### MATERIALS PROVIDED
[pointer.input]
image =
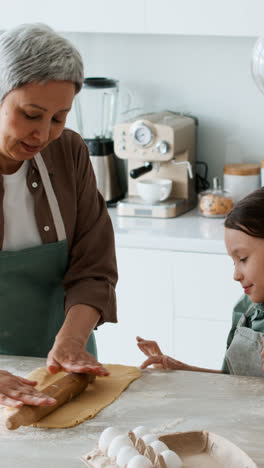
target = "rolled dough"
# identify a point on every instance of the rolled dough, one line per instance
(97, 396)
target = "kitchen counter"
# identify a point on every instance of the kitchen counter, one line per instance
(189, 232)
(161, 400)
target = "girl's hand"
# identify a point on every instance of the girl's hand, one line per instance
(70, 355)
(157, 358)
(150, 348)
(16, 391)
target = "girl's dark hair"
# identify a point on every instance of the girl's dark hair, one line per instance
(248, 215)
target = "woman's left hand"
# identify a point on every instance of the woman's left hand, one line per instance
(70, 355)
(262, 354)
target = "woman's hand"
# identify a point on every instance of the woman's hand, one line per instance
(157, 358)
(262, 354)
(16, 391)
(70, 355)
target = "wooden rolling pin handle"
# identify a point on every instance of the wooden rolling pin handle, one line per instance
(63, 390)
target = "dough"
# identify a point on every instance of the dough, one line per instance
(97, 396)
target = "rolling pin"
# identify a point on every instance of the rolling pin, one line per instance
(63, 390)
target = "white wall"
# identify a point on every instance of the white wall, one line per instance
(206, 76)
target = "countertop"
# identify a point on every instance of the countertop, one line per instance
(161, 400)
(189, 232)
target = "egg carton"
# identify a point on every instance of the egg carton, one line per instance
(140, 449)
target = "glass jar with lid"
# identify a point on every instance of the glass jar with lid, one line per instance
(215, 202)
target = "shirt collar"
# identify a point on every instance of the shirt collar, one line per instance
(48, 163)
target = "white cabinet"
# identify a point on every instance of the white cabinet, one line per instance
(81, 15)
(204, 296)
(145, 306)
(188, 17)
(205, 17)
(183, 300)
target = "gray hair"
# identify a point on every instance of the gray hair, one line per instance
(35, 53)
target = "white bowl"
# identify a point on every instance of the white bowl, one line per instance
(154, 190)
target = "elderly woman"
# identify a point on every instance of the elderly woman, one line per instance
(57, 259)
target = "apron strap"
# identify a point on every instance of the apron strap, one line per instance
(52, 200)
(243, 318)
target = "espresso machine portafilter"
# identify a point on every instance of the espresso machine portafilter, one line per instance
(157, 146)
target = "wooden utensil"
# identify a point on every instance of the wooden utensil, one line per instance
(63, 390)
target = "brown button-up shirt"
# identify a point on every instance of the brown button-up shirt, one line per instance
(91, 274)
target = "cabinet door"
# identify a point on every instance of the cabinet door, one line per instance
(204, 296)
(80, 15)
(145, 306)
(205, 17)
(200, 342)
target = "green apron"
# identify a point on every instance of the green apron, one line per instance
(31, 290)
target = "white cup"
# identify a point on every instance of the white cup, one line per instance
(154, 190)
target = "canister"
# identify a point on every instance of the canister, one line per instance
(241, 179)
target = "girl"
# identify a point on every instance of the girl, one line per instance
(244, 239)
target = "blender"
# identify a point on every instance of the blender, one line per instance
(96, 109)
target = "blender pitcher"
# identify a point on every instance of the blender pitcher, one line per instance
(96, 109)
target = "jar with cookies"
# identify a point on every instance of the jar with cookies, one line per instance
(215, 202)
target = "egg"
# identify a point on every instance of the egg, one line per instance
(158, 446)
(117, 443)
(171, 459)
(124, 455)
(139, 461)
(106, 438)
(148, 438)
(139, 431)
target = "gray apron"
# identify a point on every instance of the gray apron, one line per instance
(243, 355)
(31, 289)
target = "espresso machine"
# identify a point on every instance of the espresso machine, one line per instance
(96, 109)
(158, 145)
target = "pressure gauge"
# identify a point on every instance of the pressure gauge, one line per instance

### PROBLEM REQUIREMENTS
For each line above that includes the word "pressure", make a copy of that line.

### EXERCISE OUTPUT
target = "pressure gauge"
# identify a point on every instance of the pressure gauge, one line per instance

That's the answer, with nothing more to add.